> **Stated exercise**
Update the rows below by changing each "wet sand" to "damp sand" and keeping everything else the same. Leave the pictures out of your answer.

> **Entries supplied**
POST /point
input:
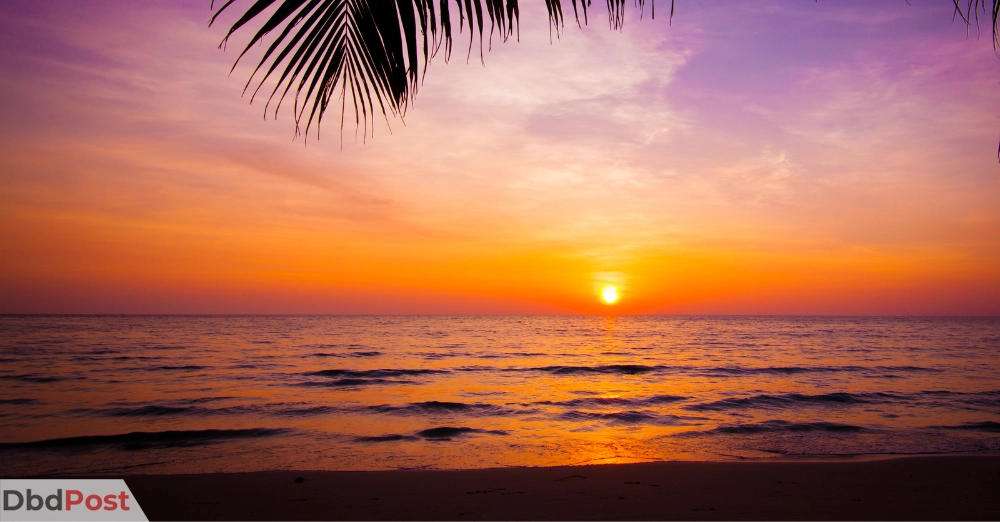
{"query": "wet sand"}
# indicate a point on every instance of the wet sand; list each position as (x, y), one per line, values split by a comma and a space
(911, 488)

> **Solution**
POST /point
input:
{"query": "damp sand"}
# indicate a point on every instance of the damp sand; list each position as (x, y), one per line, values split by a comma and a space
(911, 488)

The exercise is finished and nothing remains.